• _EXTRACTED ENTRIES_
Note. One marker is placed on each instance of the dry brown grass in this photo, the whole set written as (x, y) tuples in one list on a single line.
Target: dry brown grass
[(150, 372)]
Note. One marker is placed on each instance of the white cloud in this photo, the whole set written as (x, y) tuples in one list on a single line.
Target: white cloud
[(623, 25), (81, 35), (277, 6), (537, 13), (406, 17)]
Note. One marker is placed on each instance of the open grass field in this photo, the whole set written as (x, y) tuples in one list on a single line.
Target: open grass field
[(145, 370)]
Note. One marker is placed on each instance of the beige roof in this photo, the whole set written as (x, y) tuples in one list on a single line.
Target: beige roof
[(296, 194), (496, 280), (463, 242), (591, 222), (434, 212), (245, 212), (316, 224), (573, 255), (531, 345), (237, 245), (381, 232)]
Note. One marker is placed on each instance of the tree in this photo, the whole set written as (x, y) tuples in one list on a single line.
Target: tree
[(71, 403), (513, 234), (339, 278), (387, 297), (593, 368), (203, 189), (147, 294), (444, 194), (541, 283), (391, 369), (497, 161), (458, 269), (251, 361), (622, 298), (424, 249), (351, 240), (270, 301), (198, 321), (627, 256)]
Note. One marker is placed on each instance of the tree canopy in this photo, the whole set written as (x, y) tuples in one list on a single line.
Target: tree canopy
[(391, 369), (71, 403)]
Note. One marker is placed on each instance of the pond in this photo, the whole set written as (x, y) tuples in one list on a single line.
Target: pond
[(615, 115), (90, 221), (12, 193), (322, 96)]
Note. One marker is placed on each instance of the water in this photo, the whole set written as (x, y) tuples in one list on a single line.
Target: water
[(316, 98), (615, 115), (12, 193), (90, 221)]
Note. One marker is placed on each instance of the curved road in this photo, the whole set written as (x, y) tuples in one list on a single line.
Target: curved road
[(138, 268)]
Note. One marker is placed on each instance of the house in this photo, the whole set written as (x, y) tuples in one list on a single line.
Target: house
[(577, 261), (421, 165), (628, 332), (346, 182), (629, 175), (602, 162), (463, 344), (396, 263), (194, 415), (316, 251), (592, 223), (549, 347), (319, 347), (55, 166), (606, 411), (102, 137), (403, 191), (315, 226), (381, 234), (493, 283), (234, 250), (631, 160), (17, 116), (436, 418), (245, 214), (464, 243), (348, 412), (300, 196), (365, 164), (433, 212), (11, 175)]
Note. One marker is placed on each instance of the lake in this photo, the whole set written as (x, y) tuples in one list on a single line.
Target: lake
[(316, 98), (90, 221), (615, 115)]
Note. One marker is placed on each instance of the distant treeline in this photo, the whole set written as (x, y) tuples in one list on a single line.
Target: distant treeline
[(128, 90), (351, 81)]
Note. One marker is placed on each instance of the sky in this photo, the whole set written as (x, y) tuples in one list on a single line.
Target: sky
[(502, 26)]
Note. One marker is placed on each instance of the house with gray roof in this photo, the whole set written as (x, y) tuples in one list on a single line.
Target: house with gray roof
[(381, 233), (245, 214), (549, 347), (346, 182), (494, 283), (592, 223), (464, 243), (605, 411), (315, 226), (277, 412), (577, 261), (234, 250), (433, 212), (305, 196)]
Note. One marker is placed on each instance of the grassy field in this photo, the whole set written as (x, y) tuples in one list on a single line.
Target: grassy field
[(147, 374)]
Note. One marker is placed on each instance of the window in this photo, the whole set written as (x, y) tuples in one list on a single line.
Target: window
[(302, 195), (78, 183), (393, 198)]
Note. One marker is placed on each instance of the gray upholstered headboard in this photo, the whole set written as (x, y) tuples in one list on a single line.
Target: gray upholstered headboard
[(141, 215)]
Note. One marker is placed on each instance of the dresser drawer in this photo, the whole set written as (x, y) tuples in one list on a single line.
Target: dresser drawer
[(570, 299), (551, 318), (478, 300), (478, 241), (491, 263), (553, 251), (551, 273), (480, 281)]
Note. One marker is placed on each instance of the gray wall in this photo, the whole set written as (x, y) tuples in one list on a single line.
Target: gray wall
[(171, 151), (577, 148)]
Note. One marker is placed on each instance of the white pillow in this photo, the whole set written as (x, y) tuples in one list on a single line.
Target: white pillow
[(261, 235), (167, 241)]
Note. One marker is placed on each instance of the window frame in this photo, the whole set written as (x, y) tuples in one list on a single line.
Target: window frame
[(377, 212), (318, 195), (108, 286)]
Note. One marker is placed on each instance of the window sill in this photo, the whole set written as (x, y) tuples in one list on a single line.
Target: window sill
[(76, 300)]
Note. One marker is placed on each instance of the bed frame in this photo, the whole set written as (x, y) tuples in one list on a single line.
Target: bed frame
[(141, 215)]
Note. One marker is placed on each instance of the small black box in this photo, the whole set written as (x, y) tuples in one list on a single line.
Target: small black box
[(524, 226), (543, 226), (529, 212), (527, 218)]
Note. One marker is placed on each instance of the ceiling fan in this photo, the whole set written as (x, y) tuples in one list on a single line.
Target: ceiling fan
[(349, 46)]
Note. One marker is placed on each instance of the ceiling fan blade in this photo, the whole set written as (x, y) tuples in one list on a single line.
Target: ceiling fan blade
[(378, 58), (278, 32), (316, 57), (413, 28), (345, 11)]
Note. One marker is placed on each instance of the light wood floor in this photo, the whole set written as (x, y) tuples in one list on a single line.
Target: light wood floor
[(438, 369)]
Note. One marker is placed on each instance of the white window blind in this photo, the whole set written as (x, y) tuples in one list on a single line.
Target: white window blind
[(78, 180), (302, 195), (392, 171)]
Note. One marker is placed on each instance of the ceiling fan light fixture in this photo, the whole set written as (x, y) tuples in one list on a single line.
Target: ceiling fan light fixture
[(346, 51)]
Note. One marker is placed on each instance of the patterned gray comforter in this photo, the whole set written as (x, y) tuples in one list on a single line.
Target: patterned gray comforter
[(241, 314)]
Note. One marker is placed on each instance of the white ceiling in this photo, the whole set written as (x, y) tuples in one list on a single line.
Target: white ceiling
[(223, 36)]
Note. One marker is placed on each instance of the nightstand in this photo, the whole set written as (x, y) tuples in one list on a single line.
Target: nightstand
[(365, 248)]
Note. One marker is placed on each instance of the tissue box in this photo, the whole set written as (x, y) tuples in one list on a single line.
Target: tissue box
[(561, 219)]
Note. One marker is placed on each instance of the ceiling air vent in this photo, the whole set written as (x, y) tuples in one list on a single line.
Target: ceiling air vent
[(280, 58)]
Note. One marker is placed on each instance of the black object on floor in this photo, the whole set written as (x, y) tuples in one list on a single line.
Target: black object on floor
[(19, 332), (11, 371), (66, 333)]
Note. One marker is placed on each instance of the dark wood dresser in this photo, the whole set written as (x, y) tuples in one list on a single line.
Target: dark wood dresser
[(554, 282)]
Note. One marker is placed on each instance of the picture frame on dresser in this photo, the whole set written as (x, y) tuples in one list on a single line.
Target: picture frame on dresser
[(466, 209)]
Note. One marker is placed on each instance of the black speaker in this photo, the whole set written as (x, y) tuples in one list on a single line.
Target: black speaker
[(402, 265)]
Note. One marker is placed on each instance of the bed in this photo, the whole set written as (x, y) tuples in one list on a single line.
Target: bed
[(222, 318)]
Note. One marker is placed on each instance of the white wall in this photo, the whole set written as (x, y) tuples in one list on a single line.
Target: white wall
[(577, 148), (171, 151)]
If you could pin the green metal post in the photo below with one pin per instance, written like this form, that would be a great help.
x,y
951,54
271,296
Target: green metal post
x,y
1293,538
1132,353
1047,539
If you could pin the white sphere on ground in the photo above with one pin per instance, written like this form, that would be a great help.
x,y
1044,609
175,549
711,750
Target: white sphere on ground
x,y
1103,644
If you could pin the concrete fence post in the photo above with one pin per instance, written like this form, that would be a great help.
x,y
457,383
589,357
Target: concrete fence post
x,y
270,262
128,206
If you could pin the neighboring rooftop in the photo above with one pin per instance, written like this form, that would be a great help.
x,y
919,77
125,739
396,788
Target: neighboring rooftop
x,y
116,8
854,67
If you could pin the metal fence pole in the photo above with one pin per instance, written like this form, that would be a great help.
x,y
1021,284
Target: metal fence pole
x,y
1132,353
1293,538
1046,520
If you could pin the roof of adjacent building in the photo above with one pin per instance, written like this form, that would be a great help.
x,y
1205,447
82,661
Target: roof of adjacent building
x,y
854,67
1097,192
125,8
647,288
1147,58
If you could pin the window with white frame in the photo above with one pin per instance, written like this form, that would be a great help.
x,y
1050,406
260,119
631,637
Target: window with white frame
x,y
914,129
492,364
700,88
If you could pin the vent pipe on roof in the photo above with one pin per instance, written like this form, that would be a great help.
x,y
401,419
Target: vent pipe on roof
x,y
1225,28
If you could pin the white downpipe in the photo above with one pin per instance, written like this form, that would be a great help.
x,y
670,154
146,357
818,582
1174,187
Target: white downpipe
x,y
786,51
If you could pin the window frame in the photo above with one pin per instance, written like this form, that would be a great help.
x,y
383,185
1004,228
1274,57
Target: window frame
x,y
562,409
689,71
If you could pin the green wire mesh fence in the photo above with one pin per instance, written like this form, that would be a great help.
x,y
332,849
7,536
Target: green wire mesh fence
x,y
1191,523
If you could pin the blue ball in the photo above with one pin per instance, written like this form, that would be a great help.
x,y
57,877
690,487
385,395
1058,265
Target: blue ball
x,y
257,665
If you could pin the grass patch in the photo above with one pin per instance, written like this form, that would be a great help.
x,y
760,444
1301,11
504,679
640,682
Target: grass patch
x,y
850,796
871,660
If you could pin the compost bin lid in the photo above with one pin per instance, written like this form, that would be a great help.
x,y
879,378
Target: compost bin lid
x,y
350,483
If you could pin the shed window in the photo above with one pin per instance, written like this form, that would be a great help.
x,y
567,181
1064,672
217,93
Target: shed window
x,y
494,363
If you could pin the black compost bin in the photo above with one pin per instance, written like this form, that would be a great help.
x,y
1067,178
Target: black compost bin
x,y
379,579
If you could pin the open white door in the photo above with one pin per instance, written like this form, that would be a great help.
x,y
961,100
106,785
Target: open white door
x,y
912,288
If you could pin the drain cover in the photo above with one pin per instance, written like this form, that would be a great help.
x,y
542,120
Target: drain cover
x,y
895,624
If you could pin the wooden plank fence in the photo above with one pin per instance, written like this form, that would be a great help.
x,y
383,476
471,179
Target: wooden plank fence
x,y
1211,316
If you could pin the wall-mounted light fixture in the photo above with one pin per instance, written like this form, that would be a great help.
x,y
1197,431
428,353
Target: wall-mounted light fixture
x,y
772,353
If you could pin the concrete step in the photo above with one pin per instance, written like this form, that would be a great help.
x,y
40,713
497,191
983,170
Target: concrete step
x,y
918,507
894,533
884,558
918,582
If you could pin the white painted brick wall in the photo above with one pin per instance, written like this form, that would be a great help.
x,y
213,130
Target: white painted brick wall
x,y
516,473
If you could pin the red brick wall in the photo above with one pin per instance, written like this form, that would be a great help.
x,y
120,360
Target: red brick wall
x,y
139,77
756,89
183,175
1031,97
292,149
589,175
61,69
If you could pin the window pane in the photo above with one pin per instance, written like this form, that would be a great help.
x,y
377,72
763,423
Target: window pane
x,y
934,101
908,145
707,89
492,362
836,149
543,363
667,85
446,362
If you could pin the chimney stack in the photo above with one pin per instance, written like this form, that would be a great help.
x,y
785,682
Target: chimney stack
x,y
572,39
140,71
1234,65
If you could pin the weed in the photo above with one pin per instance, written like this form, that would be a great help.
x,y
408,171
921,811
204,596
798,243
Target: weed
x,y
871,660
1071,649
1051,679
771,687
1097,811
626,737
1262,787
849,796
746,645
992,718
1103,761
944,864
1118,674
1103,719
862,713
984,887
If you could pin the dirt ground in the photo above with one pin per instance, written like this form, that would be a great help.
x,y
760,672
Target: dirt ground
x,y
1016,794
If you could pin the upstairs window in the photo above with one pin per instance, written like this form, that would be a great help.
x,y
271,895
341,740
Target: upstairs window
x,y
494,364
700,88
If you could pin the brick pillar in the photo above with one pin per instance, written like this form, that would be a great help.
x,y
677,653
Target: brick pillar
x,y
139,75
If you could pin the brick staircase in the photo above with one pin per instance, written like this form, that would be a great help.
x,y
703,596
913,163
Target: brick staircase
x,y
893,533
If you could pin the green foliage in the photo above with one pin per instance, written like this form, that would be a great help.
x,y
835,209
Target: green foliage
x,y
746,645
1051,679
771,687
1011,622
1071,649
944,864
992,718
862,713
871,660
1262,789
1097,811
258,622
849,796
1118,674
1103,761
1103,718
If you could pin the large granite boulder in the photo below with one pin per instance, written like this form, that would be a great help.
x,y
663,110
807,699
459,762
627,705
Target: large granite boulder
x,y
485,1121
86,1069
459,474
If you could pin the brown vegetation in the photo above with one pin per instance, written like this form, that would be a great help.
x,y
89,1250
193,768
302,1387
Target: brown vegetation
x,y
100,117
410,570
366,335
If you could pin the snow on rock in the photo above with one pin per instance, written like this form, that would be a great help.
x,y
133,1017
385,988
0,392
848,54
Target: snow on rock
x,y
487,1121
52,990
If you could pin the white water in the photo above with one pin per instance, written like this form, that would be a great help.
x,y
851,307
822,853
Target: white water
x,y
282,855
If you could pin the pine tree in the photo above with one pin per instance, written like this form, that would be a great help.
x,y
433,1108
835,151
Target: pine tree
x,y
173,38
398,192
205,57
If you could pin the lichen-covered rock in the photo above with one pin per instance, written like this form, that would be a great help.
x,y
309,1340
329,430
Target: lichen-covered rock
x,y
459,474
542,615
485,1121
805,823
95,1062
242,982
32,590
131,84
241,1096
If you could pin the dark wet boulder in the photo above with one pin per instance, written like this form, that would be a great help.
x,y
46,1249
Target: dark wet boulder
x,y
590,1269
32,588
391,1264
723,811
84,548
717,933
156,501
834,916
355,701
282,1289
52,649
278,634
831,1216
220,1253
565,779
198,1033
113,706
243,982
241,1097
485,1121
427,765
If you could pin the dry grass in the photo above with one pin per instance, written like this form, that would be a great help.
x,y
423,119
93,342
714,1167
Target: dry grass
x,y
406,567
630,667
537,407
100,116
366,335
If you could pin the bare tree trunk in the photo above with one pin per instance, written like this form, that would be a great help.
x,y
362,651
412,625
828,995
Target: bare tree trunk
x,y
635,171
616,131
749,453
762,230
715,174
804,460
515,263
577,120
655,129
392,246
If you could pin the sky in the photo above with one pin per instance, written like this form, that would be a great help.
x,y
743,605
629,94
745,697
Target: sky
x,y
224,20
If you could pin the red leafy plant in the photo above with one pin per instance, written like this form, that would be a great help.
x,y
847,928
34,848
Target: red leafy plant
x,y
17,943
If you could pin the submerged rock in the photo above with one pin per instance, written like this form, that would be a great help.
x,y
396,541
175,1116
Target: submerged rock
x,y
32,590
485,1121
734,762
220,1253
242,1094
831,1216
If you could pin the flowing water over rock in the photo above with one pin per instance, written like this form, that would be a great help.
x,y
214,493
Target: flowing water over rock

• _SET TASK_
Reproduce verbatim the lines of the records above, starting from the very first line up to and including the line that contains "[(615, 115), (90, 221), (12, 193), (322, 96)]".

• _CORRECT RESULT_
Note. One marker is placed on each instance of the dry brown grass in this photo, the whole set written as (x, y) tuples in one list on a single line.
Target: dry brown grass
[(150, 372)]
Note. One marker is placed on each instance of the white cloud in this photo, the whole set written as (x, y) tuples in one list on a single line.
Target: white cloud
[(623, 25), (81, 35), (277, 6), (537, 13), (406, 17)]
Note. One marker is placed on each instance of the open grass field in this photo, the whole set written as (x, y) tuples in one list on a single line.
Target: open grass field
[(145, 370)]
Note. One marker is placed on each instance of the beige roof in this photo, the whole set written as (x, y) tuples in one list on a single line.
Target: beige roof
[(296, 194), (496, 280), (463, 242), (591, 222), (434, 212), (245, 212), (316, 224), (573, 255), (531, 345), (237, 245), (381, 232)]
Note. One marker is placed on each instance of the tree in this photo, the whole set written as (x, y) tuples in one list on a single line.
Target: tree
[(71, 403), (513, 234), (339, 278), (387, 297), (593, 368), (203, 189), (147, 294), (444, 194), (541, 283), (391, 369), (497, 161), (458, 269), (251, 361), (622, 298), (424, 249), (351, 240), (270, 301), (198, 321), (627, 256)]
Note. One marker is placed on each instance of the tree canopy in this photo, the whole set written as (x, y) tuples in one list on a single line.
Target: tree canopy
[(391, 369), (71, 403)]
Note. One marker is placed on each instance of the pond in this photo, the whole set written as (x, y) tuples in one list on a single line.
Target: pond
[(615, 115), (90, 221), (12, 193), (322, 96)]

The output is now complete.